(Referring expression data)
----------------
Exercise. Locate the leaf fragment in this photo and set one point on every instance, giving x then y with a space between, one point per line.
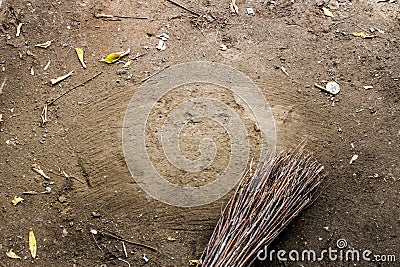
234 8
79 52
45 44
363 35
113 57
11 254
17 200
37 169
327 12
47 65
32 243
61 78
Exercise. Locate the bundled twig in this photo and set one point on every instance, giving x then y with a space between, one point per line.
262 206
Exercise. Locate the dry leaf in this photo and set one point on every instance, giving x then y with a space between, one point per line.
327 12
44 45
44 114
2 85
37 169
11 254
79 52
32 243
195 262
17 200
113 57
234 8
47 65
18 29
61 78
363 35
127 64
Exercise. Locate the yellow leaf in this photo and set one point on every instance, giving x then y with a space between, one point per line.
32 243
363 35
113 57
11 254
16 200
79 52
127 64
327 12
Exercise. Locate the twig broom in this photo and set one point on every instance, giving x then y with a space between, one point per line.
262 206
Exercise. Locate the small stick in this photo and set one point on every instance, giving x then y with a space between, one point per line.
73 88
184 8
124 248
2 85
145 79
127 241
125 262
131 17
97 244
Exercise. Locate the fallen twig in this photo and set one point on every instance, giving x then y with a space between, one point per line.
184 8
125 240
145 79
105 16
49 103
129 265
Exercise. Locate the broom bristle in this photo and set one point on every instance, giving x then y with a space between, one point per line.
262 206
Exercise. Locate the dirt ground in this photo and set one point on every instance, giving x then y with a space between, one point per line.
359 202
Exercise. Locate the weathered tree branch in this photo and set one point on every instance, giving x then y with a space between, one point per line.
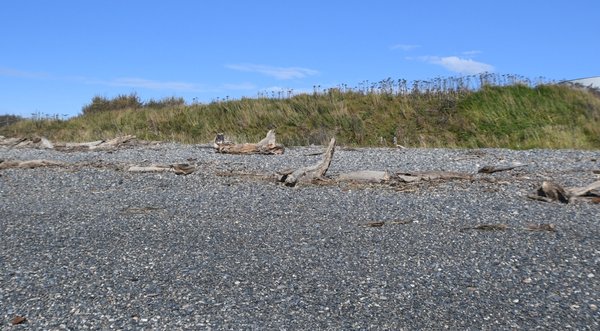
----------------
Task directions:
The expected result is every record above, word for word, with no pictures in it.

Response to the exercise:
Exercise. Locate the leaf fragment in this photo and set one point on every instance, giving x then y with a space between, one point per line.
234 8
79 52
45 44
363 35
113 57
11 254
17 200
37 169
327 12
47 65
32 243
61 78
Exercise. Locate the bundled twig in this photo and set one point on every instance, giving x then y with a space between, one point per line.
262 206
Exercise. Locate the dry leaf in this photo and set one point on every instance, giving x then y with a space between, one point per line.
327 12
44 45
44 114
2 85
37 169
11 254
79 52
32 243
195 262
17 200
113 57
234 8
47 65
18 29
61 78
363 35
127 64
Exercise. Locate the yellow leaf in this photo and set one point on every instance, giving x then y with a space between, one point per line.
32 243
363 35
113 57
11 254
16 200
79 52
127 64
327 12
Exercise. Locate the twig broom in this photo and set one point on every instance, giving x then y with a space between, one point per line.
262 206
Exercise. Locate the small stick in this photo and set one point on every instance, giving x then y with a space between, one point per line.
73 88
184 8
124 248
2 85
145 79
127 241
125 262
131 17
97 244
Exercise. Locate the fallen twig in this photo and set one point on every instance, giving x then y with a space between, one point per line.
184 8
125 240
145 79
105 16
49 103
129 265
Exercise. Locate the broom bristle in this photo and set one point on every instance, giving x then y with a space between, one point per line.
262 206
Exercise. Locate the dirt ground in this photo and set one point on every instance, giving x then y with a space between, one point per line.
359 202
Exercise. Locate the weathered tree branch in this photo and set one point on every instance, giving x then y with a space between, one point per line.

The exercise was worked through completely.